## Study text
- Opening Delimiter -

I’ll circle back to the “why” one would do this further down.  First, I want to provide some detail on how as a CISO, one can be the cybersecurity expert for the workforce with the objective of making them safer in all aspects of their on-line lives.

What you can do:

You can help them know how to prevent these things.  Is all your security awareness training and outreach around preventing business related attacks?    Or, like most CISO’s I know, do you remind everyone in late January about fake IRS scams?  How far can you take this (where I work, we call answering that question part of “active caring”)?  The list of things you can engage the workforce is ever changing as the crooks change their methods.  And the people in their lives that need protecting include their siblings, their children, their partners and their parents. 

Think a single twenty something worker doesn’t care about sextortion attacks aimed at teens?  They do if they have a younger sibling they’re close to. 

Describing scams and how to recognize them can help your workforce keep those they care for safe.  And a workforce engaged with knowing how to be safe on-line is what we’re aiming for with our awareness programs, right?

You can suggest resources that will help them with more information.  If you have workers who are raising children, those children are what people that work with children and technology call “digital natives.”  You don’t have to be an expert on this subject, but it doesn’t take much to find the experts online.  Want to reach parents who are worried about how and when to get their kids their first mobile phone?  You can point them to Dr. Devorah Heitner’s work raising digital natives; https://devorahheitner.com/why-should-you-plan-before-getting-your-kid-a-phone/

You may be thinking, but I am not more qualified than them to know what’s best for the kids.  Of course you aren’t.  And they can use search engines just like you can.  But you would be surprised at how useful your training in evaluating resources that accurately describes threats and exploits and that lay out preventive plans of action really is.

You can help them recognize when they or their families are being scammed.   I have done this, fortunately, on only a few occasions.  But I cannot tell you how useful it is for someone who thinks they are being scammed (or thinks someone in their family is) to hear a cybersecurity expert describe in detail exactly what they are experiencing. 

For example, confirming for someone that the stranger they met last month who is asking them to put their life savings into a cryptocurrency “account” on a website that you can see was spun up 90 days ago is best left alone, can be invaluable to them.  If you know those particular scams, the early test deposits people make to test out the website yield returns of 5-10 times the initial small investment.  They are usually even able to withdraw those gains.  It’s only when the person puts in a large sum that the site becomes unavailable and they lose their investment.

Assuring someone that scammers make a lot of threats from “I’ll send those explicit pictures to the admission counselors of the colleges you are applying to” to “I have everything I need to make sure you never get another Social Security check” but that they are usually empty can provide all the assurance they need to deal with things.

Refer them to law enforcement.  If someone’s house was broken into, they would call the police. On-line attacks are relatively new and people often don’t think of going to their local police.  Sometimes, they feel embarrassed that they were gullible and got fooled.  They need some encouragement to call the police.  Increasingly, local law enforcement has at least one “cyber expert” in-house (all state police forces do).  And even if not, since most on-line scams are often on-line versions of old time confidence schemes, local law enforcement can be very helpful in helping people get closure on an event.

You can listen (be empathetic).  Sometimes, a person just needs someone else to listen and say “yep, the hackers are smart and lots of people fall for these scams.”  We are looking to partner with our workforce so they become better at keeping the Enterprise and themselves secure.  Just being on their side can help make them more receptive to being more careful.

- Closing Delimiter -

## Material provided

- Opening Delimiter -

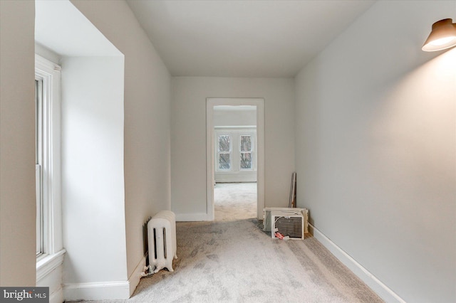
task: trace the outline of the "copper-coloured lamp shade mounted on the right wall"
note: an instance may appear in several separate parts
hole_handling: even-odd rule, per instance
[[[452,19],[443,19],[432,24],[432,31],[421,49],[435,51],[452,46],[456,46],[456,23],[452,23]]]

- Closing Delimiter -

Please write out the passage on workforce cybersecurity word for word, from "Describing scams and" up to and including "awareness programs, right?".

Describing scams and how to recognize them can help your workforce keep those they care for safe.  And a workforce engaged with knowing how to be safe on-line is what we’re aiming for with our awareness programs, right?